Given text –
-- START --

A inspection utility for the maintenance of Kubernetes clusters.
Chekr is a cli-tool to handle some common cases of ongoing maintenance tasks when operating Kubernetes clusters.
- Generate a high-availability report of your workload depending on your configurations.
- Generate a resource-usage overview by querying Prometheus metrics and compare them with the requests and limits beeing set.
- List deprecated API objects
- Generate Kyverno policies for API-Deprecations
- Output as table, json or html.
- Bash completions (Bash, Zsh, Fish, PowerShell)
- Operating systems:
- Linux (amd64, arm64, i386)
- Darwin (amd64, arm64)
- Windows (amd64, i386)
- Kubernetes: 1.21, 1.22, 1.23
Download the latest binary for your platform from the release page and store it on your machine.
docker pull ckotzbauer/chekr:latest
docker pull ghcr.io/ckotzbauer/chekr:latest
docker run --rm \
-v ~/.kube/config:/home/chekr/.kube/config:ro \
ckotzbauer/chekr:latest \
deprecation
Install the chekr-chart into your cluster to run chekr-commands regularly and view their results as report.

-- END --

Data listing –
-- START --

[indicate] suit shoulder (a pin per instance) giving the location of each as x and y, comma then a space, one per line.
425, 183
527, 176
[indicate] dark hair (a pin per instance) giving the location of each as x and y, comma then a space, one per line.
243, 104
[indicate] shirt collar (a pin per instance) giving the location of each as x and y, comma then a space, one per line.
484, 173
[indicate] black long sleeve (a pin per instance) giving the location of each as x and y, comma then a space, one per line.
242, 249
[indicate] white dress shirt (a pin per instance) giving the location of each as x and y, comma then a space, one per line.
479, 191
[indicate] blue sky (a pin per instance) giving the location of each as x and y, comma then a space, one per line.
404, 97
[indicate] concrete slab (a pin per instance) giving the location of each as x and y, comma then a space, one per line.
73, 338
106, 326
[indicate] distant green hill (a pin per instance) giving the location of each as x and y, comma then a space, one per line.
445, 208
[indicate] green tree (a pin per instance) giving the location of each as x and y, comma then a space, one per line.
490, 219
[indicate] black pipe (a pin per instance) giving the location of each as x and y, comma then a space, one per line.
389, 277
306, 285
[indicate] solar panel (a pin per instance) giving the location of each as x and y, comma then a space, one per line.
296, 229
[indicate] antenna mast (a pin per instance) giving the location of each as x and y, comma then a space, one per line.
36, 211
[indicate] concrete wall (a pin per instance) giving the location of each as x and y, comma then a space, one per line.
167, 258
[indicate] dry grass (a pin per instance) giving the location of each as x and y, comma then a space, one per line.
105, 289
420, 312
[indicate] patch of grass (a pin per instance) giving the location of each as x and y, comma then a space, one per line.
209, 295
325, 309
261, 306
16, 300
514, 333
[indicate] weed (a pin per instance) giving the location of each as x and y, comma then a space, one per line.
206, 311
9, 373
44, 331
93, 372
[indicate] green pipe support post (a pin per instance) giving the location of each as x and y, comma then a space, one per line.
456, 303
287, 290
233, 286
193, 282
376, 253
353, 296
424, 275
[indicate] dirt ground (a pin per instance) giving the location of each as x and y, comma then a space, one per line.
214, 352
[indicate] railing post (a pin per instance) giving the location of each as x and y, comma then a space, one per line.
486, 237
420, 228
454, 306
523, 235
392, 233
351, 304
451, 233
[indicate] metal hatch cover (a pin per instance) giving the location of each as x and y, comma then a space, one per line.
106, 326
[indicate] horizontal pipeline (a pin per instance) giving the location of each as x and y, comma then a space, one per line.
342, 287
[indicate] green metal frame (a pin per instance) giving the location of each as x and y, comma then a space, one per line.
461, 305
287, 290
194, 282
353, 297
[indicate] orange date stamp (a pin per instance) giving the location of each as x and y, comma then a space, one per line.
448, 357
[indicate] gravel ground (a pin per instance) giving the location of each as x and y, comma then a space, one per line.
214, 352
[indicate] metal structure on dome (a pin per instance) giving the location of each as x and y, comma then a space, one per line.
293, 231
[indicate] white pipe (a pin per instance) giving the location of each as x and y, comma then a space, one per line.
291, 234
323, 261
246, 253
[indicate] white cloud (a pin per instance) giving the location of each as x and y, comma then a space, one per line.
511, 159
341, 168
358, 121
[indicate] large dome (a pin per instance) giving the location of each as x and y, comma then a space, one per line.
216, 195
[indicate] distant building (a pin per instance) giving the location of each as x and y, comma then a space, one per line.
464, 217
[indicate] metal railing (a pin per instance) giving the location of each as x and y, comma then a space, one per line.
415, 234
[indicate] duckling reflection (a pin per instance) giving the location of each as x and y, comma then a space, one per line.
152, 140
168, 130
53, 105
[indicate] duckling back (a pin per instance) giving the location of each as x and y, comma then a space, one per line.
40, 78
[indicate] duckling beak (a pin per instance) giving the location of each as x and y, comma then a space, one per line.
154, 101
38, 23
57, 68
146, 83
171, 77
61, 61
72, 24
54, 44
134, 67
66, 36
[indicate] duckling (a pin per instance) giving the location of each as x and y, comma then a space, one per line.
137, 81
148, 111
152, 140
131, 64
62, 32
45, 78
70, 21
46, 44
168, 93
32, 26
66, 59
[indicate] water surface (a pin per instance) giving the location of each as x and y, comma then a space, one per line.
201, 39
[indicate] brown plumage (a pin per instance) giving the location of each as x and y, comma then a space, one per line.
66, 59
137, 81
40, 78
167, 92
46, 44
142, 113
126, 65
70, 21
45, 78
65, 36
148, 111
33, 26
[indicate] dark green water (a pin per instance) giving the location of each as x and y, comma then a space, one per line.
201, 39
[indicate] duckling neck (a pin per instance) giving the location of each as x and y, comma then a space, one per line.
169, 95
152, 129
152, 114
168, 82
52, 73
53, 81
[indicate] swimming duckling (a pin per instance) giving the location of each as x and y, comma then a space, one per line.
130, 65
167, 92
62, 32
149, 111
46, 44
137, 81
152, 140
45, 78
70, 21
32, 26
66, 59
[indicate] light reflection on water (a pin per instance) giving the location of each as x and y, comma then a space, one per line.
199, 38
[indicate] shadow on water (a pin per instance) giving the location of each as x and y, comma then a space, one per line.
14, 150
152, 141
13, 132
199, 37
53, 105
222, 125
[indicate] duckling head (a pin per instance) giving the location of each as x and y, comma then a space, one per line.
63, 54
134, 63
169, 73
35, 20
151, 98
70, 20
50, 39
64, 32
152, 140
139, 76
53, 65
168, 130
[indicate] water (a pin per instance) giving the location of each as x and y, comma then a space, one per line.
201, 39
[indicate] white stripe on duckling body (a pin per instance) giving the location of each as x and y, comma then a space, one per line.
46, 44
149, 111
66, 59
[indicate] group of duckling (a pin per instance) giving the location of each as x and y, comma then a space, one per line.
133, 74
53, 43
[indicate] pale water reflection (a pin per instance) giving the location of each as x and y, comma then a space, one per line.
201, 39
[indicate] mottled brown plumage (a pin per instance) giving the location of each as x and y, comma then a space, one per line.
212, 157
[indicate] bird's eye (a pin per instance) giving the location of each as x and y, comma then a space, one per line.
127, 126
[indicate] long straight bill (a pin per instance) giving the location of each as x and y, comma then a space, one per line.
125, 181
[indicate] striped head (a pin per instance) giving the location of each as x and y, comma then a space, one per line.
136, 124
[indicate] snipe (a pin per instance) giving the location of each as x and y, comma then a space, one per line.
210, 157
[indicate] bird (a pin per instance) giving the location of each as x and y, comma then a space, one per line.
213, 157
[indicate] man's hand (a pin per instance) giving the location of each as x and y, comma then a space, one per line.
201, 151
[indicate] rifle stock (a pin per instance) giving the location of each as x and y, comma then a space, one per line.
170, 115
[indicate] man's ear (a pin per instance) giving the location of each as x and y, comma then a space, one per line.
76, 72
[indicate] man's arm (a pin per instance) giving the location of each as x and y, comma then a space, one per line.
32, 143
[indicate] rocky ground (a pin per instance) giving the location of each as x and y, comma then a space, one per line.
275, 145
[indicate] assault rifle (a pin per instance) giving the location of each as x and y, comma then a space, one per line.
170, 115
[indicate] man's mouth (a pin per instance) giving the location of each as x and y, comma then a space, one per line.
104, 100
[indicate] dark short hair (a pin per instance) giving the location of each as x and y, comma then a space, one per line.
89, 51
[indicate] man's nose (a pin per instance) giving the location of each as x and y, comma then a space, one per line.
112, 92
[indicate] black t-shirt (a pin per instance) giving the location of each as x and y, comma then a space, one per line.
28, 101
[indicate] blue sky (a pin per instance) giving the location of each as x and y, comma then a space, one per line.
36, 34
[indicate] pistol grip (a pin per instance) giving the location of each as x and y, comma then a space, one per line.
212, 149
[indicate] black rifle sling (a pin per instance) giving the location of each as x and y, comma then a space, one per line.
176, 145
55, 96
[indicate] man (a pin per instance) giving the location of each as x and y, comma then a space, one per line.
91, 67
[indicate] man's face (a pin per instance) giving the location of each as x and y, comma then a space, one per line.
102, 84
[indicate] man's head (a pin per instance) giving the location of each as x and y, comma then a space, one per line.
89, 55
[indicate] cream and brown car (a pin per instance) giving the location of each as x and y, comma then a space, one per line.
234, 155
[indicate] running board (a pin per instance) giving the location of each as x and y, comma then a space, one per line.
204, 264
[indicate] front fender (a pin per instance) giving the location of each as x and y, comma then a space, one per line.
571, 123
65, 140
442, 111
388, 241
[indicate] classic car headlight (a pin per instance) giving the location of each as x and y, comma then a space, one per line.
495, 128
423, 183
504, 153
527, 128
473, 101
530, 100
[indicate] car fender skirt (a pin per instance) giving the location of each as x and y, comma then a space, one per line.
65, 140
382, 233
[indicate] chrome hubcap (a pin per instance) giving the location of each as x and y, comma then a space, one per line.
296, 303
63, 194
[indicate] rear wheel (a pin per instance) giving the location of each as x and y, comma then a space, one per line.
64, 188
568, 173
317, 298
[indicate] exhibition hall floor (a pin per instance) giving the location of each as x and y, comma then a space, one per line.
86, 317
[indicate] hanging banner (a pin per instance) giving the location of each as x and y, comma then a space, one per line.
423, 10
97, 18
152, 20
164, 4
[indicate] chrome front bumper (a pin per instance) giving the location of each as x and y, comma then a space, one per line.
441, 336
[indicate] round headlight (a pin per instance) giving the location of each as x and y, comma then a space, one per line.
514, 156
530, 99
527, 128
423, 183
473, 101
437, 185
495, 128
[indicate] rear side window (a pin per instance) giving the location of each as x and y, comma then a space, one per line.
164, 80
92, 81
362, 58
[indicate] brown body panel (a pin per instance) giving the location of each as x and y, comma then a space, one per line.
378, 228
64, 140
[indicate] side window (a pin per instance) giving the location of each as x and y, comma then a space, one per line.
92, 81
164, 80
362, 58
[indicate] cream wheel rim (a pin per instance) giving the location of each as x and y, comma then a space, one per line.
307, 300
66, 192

-- END --

To do –
- 1) Answer these questions from the Chekr text:
(a) Which Kubernetes versions does it list?
(b) In which formats can output be produced?
(c) Which operating systems are listed with i386 support?
- 2) Continue the Chekr text from where it stops.
The records come from a different source than the Chekr text.

The replies –
- 1)
(a) 1.21, 1.22 and 1.23
(b) Table, json or html
(c) Linux and Windows

- 2)
Chekr uses the viper library to do its configuration management. All flags can be configured in three different ways:
- Config-File (
chekr.yaml
searched in the default path$HOME/.config/chekr
or the current directory; can also be set with the global--config
flag) - Environment-Variable (prefixed with
CHEKR_
) - CLI-Flags
The CLI-Flags have the highest precedence.
Chekr tries to be as most compatible to kubectl
as possible. Most of the global flags are directly passed to the kubernetes-client of golang
to give the user full control. By default, the local kubeconfig
is used or the respective ServiceAccount
credentials, if a cluster environment
is detected. By default the namespace of the kubeconfig context
is used for the request.
--as string Username to impersonate for the operation
--as-group stringArray Group to impersonate for the operation, this flag can be repeated to specify multiple groups.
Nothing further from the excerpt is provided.